### EXERCISE INSTRUCTIONS
The expected result is the full set of records, copied precisely, with images dropped.
======== TASK INPUT ========
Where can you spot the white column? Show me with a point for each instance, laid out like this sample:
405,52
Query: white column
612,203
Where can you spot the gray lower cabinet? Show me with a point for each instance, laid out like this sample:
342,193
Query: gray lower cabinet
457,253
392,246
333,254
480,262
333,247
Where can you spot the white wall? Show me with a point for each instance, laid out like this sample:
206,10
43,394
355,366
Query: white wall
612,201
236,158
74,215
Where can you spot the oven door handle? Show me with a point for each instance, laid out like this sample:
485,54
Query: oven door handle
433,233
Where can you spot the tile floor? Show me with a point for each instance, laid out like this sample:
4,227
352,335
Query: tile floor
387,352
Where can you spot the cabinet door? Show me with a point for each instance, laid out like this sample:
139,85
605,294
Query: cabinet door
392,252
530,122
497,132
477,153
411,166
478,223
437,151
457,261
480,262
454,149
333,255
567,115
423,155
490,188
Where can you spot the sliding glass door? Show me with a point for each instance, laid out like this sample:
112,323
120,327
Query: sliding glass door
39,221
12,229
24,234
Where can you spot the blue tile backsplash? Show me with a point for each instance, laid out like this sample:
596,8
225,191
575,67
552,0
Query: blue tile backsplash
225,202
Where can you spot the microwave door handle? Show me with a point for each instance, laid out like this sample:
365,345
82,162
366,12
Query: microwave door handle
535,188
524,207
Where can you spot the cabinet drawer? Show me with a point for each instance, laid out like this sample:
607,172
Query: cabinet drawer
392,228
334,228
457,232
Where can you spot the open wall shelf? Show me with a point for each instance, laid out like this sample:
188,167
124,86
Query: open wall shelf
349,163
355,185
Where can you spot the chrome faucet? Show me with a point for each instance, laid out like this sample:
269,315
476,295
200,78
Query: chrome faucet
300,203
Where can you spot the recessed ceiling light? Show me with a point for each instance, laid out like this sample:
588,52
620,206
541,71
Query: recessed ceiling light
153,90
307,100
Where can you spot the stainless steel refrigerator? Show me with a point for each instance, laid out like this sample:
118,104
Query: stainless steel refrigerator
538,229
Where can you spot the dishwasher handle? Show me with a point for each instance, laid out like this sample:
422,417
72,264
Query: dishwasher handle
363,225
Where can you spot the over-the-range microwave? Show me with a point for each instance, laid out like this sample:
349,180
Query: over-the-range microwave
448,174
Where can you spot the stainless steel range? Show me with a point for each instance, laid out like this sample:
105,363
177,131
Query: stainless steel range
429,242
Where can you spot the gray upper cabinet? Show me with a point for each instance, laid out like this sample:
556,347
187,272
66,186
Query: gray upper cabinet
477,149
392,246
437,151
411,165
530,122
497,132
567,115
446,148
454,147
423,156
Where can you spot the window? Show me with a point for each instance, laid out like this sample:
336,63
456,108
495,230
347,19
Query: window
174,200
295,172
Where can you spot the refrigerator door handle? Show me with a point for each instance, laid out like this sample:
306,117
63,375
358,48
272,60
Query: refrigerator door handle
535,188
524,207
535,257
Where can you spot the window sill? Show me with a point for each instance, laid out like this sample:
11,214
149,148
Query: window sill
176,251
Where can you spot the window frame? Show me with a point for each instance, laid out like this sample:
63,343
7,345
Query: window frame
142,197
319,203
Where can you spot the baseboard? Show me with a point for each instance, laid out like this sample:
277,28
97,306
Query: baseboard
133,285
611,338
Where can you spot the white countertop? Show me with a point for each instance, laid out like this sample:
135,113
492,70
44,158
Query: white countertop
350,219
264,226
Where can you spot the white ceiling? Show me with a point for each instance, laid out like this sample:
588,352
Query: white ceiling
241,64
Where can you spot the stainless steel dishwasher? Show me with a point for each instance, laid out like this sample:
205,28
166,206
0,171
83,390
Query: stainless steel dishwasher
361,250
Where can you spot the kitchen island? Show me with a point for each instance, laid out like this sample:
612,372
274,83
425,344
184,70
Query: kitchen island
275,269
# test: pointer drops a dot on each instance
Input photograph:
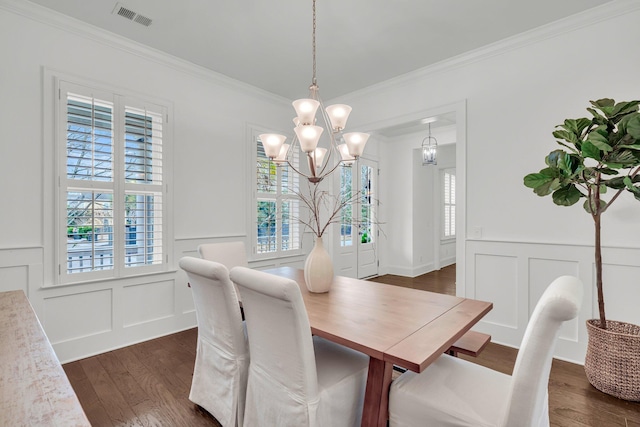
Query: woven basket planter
(612, 364)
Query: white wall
(211, 114)
(516, 92)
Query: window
(112, 189)
(449, 203)
(277, 231)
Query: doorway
(403, 249)
(357, 241)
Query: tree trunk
(603, 320)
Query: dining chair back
(295, 379)
(456, 392)
(528, 398)
(222, 357)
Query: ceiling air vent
(131, 15)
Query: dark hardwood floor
(148, 384)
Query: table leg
(376, 397)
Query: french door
(356, 242)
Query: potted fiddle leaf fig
(599, 161)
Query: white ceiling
(359, 42)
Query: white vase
(318, 269)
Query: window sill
(129, 278)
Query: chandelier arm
(313, 42)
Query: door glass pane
(346, 213)
(267, 218)
(366, 208)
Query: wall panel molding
(536, 266)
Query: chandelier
(342, 148)
(429, 149)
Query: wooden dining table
(399, 326)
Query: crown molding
(79, 28)
(554, 29)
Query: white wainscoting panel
(499, 273)
(513, 275)
(20, 269)
(80, 315)
(14, 278)
(139, 309)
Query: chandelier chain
(314, 42)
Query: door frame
(460, 109)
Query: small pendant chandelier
(429, 150)
(342, 148)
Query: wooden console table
(34, 389)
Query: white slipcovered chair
(222, 359)
(455, 392)
(229, 254)
(295, 379)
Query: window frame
(443, 205)
(279, 198)
(122, 102)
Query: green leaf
(582, 124)
(633, 126)
(607, 171)
(604, 102)
(546, 188)
(600, 138)
(589, 205)
(534, 180)
(591, 151)
(606, 105)
(566, 135)
(622, 124)
(623, 108)
(597, 117)
(624, 157)
(567, 196)
(552, 158)
(627, 182)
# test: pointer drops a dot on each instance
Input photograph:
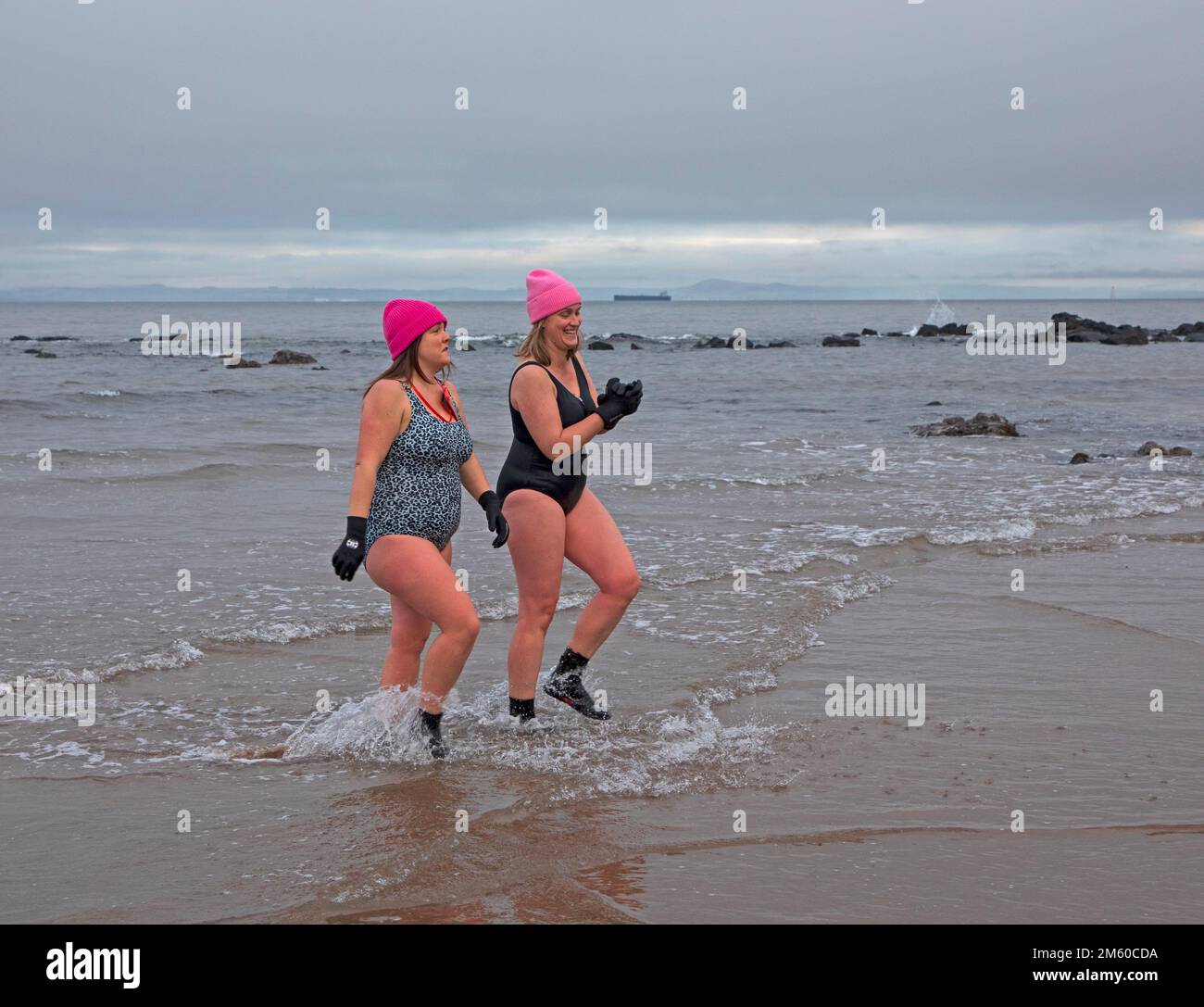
========
### ANSWER TO THIS EXERCISE
Where can you spot the white column? Show me with a point for each instance, laid out like this sample:
405,52
Query: white column
612,203
Where can you spot the gray lower cabinet? Show me with a point for each instance, laid out like this sample:
342,193
Query: gray lower cabinet
457,253
392,246
333,254
480,262
333,247
Where can you spot the white wall? Show me with a point for each instance, laid out like this sample:
206,10
43,394
355,366
Query: white wall
612,201
236,158
74,215
Where can you spot the oven door handle? Show me with a point for each instance, laid out like this sample:
485,54
Query: oven door handle
433,233
Where can you spot the tile floor? Show me with a point for each instance, laid out like this sample:
4,227
352,335
Query: tile floor
387,352
Where can you spot the cabinet door? Show me with a point for each instance, laid out like this sample:
139,85
605,294
Query: cabinet door
392,252
530,122
497,132
477,153
411,166
478,223
437,151
457,261
480,262
454,149
333,255
567,115
423,155
490,188
Where can you spot the sliding glass door? Show me with a point for each instance, laid out like this sample:
112,323
120,327
Query: sliding glass door
39,221
12,229
24,234
Where can you spot the blue tile backsplash? Show me with a point for each instance, laid out like this sample:
596,8
225,191
575,67
552,0
Query: blue tile backsplash
225,202
Where can you spot the microwave door handle? Show me with a point for each instance, laid out like this sample:
365,345
82,162
366,12
Query: microwave door handle
535,188
524,207
Where can you spot the cabinet drawer? Show me with a point for each instance, laid out like this sample:
607,172
Query: cabinet drawer
392,228
334,228
457,232
Where can you spot the open wall shelf? Show me with a point for each instance, laid out like this sample:
188,167
124,86
Query: open wall shelf
349,163
355,185
Where can you spot the chrome faucet? Show me with a point for each instance, laid out like this sample:
269,315
476,295
200,78
Query: chrome faucet
300,203
Where can you spot the recessed ceiling light? Show me with a point for each instance, laid out like this sample:
588,52
620,206
541,71
Query: recessed ceiling light
153,90
307,100
Where can you spot the stainless steel refrigerator? Show me with a point for each instance, laid out like this sample:
118,104
Query: stainless steel refrigerator
538,229
Where can you spot the dishwasher handle? Show me with a point for each instance, laid out like this sample:
422,417
72,264
Query: dishwasher handle
363,225
Where can you spot the over-the-range microwave? Show me with a point for each instance, laid out like this sample:
349,180
Query: over-the-range microwave
448,174
Where can you spot the stainless steel range? Show me with a point for each instance, laid out like this sample:
105,363
177,131
Query: stainless steel range
429,242
Where can you spot the gray upper cabinet? Show me with a point for each instance, laid out like this sample:
556,347
187,272
66,186
Query: gray upper cabinet
477,149
392,246
437,151
411,165
530,122
497,132
567,115
446,148
454,147
423,156
Where can you spot the window? Show me with a point for each instance, laid out like this sample:
336,63
456,108
495,230
347,19
Query: window
174,200
295,172
Where can you spot the refrigerator door handle? Show me with a point for each instance, laid out like this sample:
306,117
63,375
358,48
272,60
Query: refrigerator door handle
535,188
524,207
535,257
Where can you spot the window sill? Show me with a point for each instance, laid out like this sample:
11,214
149,148
Query: window sill
176,251
Where can you spot the window frame? Show me with a point for each instance, laid out like this sample:
63,343
7,345
Query: window frame
142,197
319,203
Where can you spot the baseboard? Show me with a point for each instance, laid out like this sample:
277,28
97,306
Query: baseboard
133,285
611,338
Where can you spot the white countertop? Show me with a point for each instance, laid out like this sample:
135,113
492,70
44,158
Query: white countertop
350,219
264,226
Where can you spot the white ceiling? Show me with a point for each instance, laid out like this sample:
588,352
Query: white ceiling
241,64
Where can you spot the stainless steel dishwasher? Show me with a point for each instance, laid out like this sample:
205,28
166,206
0,171
83,390
Query: stainless steel dishwasher
361,250
Where can you spot the kitchen island? Show me with a point for each instance, laid out like this sample:
612,372
274,83
425,344
184,70
Query: kitchen island
275,269
# test: pointer drops a dot on each instance
Input photograph:
Query: woven basket planter
(612, 364)
Query: white wall
(211, 114)
(516, 92)
Query: window
(112, 189)
(449, 203)
(277, 231)
Query: doorway
(403, 249)
(357, 241)
Query: tree trunk
(603, 320)
Query: dining chair back
(295, 379)
(456, 392)
(528, 398)
(222, 357)
Query: ceiling air vent
(131, 15)
Query: dark hardwood floor
(148, 384)
Query: table leg
(376, 397)
Query: french door
(356, 242)
Query: potted fiddle leaf fig
(599, 161)
Query: white ceiling
(359, 42)
Query: white vase
(318, 269)
Query: window sill
(129, 278)
Query: chandelier arm
(313, 42)
Query: door glass pane
(346, 213)
(267, 218)
(366, 208)
Query: wall panel molding
(536, 266)
Query: chandelier
(342, 148)
(429, 149)
Query: wooden dining table
(399, 326)
Query: crown molding
(79, 28)
(554, 29)
Query: white wainscoting panel
(499, 273)
(513, 275)
(20, 269)
(80, 315)
(14, 278)
(139, 309)
Query: chandelier chain
(314, 42)
Query: door frame
(460, 109)
Query: small pendant chandelier
(429, 150)
(342, 148)
Query: wooden console table
(34, 389)
Query: white slipcovered chair
(222, 359)
(455, 392)
(229, 254)
(295, 379)
Query: window frame
(443, 205)
(279, 198)
(122, 102)
Query: green leaf
(582, 124)
(633, 126)
(607, 171)
(604, 102)
(546, 188)
(600, 138)
(589, 205)
(534, 180)
(591, 151)
(606, 105)
(566, 135)
(622, 124)
(623, 108)
(597, 117)
(624, 157)
(567, 196)
(552, 158)
(627, 182)
# test: pointer drops a dot on each instance
Input photograph:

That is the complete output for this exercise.